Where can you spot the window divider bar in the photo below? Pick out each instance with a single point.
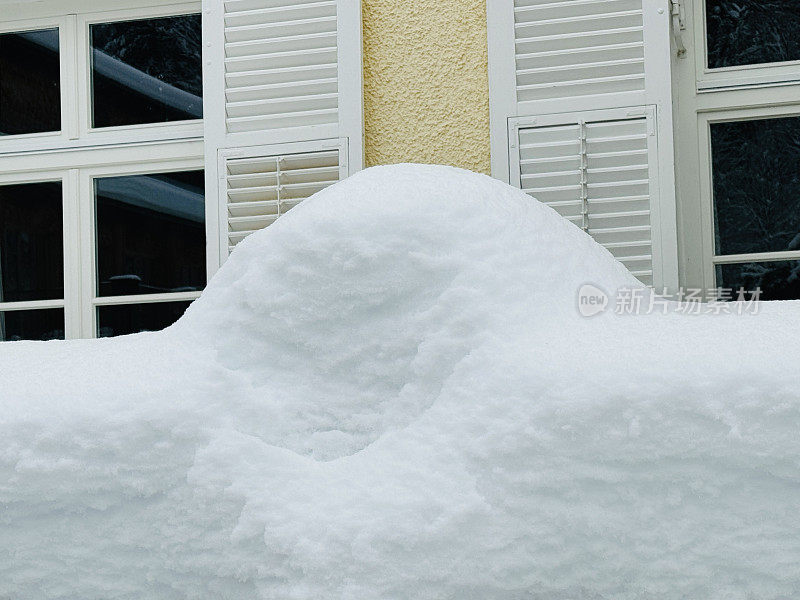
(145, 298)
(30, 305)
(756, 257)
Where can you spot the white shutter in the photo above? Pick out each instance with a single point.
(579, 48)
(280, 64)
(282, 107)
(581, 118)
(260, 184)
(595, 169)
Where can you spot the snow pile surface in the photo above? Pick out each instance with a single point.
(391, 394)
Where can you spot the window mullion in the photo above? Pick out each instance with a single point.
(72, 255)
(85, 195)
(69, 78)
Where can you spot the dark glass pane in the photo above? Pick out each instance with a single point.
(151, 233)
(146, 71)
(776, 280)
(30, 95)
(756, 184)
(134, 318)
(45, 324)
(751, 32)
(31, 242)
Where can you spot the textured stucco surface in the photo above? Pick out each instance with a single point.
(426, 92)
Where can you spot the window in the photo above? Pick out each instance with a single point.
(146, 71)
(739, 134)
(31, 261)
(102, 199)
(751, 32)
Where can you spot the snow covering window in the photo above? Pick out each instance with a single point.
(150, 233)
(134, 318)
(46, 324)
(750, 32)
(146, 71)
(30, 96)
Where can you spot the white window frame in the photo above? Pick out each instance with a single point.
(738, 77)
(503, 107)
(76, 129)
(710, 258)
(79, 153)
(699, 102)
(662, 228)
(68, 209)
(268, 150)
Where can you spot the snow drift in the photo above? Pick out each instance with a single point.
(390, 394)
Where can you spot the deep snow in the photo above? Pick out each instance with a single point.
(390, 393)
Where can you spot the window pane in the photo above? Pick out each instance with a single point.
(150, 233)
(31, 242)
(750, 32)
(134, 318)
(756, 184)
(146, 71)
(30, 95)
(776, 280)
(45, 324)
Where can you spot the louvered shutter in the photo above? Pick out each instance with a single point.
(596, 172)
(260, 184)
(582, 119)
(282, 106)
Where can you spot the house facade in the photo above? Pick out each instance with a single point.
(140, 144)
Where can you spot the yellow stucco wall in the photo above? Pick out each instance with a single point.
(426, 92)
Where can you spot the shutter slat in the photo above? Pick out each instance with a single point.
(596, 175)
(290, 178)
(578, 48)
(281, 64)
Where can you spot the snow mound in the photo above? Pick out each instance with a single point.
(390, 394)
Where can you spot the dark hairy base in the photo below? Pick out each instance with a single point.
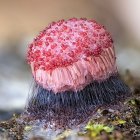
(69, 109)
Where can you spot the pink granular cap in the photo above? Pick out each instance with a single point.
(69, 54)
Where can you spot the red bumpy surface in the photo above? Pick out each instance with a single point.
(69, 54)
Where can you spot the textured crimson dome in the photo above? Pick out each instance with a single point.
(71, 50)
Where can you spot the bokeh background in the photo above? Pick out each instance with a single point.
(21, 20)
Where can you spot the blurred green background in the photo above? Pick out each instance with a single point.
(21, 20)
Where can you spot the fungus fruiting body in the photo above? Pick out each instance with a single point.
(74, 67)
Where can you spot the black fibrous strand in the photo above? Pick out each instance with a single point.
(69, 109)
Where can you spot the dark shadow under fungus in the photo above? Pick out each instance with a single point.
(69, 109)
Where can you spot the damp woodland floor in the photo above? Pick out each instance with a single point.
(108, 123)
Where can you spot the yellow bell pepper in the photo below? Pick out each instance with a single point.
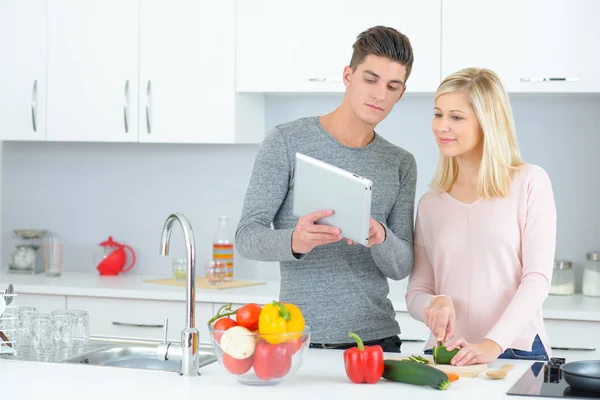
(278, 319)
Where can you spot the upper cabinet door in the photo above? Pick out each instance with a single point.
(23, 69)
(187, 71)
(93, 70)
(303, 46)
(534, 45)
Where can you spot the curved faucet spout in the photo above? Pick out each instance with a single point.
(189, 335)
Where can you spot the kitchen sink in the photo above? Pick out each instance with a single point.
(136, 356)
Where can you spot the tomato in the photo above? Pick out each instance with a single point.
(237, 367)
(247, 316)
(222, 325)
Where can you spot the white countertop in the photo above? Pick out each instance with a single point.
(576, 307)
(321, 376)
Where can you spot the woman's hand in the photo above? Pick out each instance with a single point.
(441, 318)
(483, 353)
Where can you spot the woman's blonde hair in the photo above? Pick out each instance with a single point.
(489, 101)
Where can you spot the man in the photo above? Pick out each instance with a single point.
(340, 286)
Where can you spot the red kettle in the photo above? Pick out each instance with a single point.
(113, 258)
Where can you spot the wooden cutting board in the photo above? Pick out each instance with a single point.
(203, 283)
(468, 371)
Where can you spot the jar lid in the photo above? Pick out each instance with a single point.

====================

### Short problem
Every line of text is to be repeated exactly; pictures are left out.

### Solution for this problem
Where can you spot the window divider bar in the photo below? Pick out each instance with a single point.
(145, 298)
(30, 305)
(756, 257)
Where can you spot the white shutter in the photo above? Pick out each instance with a single point.
(579, 48)
(280, 64)
(282, 107)
(581, 118)
(260, 184)
(595, 169)
Where can you spot the snow pile surface in the photo above? Pick out each instance with a single point.
(391, 394)
Where can you spot the window mullion in the photo above? Pick out each instance with a single point.
(72, 255)
(85, 195)
(69, 78)
Where can you spot the dark glass pane in the photo above? Pick out each instance with a single point.
(151, 233)
(146, 71)
(776, 280)
(30, 95)
(756, 184)
(134, 318)
(45, 324)
(751, 32)
(31, 242)
Where can you spot the textured stucco surface in the photo above? Pick out each instance with a single point.
(426, 92)
Where can you spot the window in the photo above? Pick out each instance with a single point.
(146, 71)
(739, 134)
(31, 261)
(102, 199)
(751, 32)
Where can you spot the snow covering window in the photo above? Pick out each instance with a single point.
(150, 233)
(134, 318)
(46, 324)
(750, 32)
(146, 71)
(30, 96)
Where can you spot the white window frame in the photo above? Pick out each instance with a single point.
(738, 77)
(503, 107)
(76, 129)
(710, 258)
(79, 153)
(699, 102)
(662, 228)
(68, 209)
(268, 150)
Where can you spot the snow drift in the photo above? Pick out each instance with a single point.
(390, 394)
Where can you spot the deep snow in the photo above? Pick out each instance with a single point.
(390, 393)
Where can you spot the window pane in the photo above? Pick out each instance with a single point.
(150, 233)
(31, 242)
(750, 32)
(134, 318)
(756, 184)
(146, 71)
(30, 95)
(776, 280)
(45, 324)
Where can you spot the louvered shutter in the photo above? Pick out each instance with a single point.
(596, 172)
(260, 184)
(582, 119)
(282, 106)
Where can you spot the house facade in the photo above? Pick out each instance with a single point.
(140, 144)
Where can you spot the yellow stucco wall in the photo above? Pick out each instance with a single point.
(426, 92)
Where can you spot the shutter slat in the photo above? Pick out each instance with a single point.
(596, 175)
(290, 178)
(578, 48)
(281, 64)
Where can you spot the snow mound in the photo above? Pick out each instance with a single point.
(390, 394)
Where can you spot the dark hairy base in the photo below? Pick out each instance with a single point.
(69, 109)
Where can you spot the pink granular cap in the photo above? Pick out each instance with a single point.
(69, 54)
Where can you spot the red bumpy surface in the photo above? Pick out each instance with a single point.
(69, 54)
Where can you spot the textured crimson dome in the photo above? Pick out each instance with a single point.
(71, 50)
Where can you spot the bokeh background in the photo above? Pick out each instance with a single point.
(21, 20)
Where can you spot the blurred green background in the photo above? Pick out each instance with a single point.
(21, 20)
Where can you spot the fungus fruiting body in the photo above? Pick out each instance with a single point.
(74, 67)
Where can you spot the black fibrous strand in the photo above? Pick out each instance with a single point.
(69, 109)
Where can you spot the dark shadow under fungus in the photo above? Pick out each instance with a single point.
(69, 109)
Where can you spot the damp woodland floor in the photo above? Pick out each instance with a single point.
(108, 123)
Where can you spot the yellow bell pepper in the photo below? Pick out each instance with a single point.
(278, 319)
Where can you spot the upper cabinet door in the photo above? Pick out each instance with a single point.
(23, 69)
(187, 71)
(93, 70)
(303, 46)
(534, 45)
Where can you spot the curved faucet spout in the photo above? Pick out each instance with a single point.
(189, 335)
Where can you spot the kitchen sink in the photo above? Pick out each instance with a single point.
(136, 356)
Where can you spot the tomato in the photo above? Pick out each instance with a single point.
(237, 367)
(247, 316)
(222, 325)
Where can you spot the white countertop in the photo above? Pick out each instance with a single point.
(576, 307)
(321, 376)
Where can you spot the woman's hand in the photo above? Pick out each instance with a single point.
(441, 318)
(483, 353)
Where can you spot the woman's blonde hair in the photo above? Pick out each instance with a single point.
(489, 101)
Where can you spot the man in the photo above? Pick out each instance with a single point.
(340, 286)
Where can you spot the red kettle in the photo above? Pick out each instance with a single point.
(113, 258)
Where can you spot the wooden cutting board in the photo above? Pick out each instance with a single point.
(203, 283)
(468, 371)
Where can you spot the jar lid in the photo above? Pick out each instance with a single point.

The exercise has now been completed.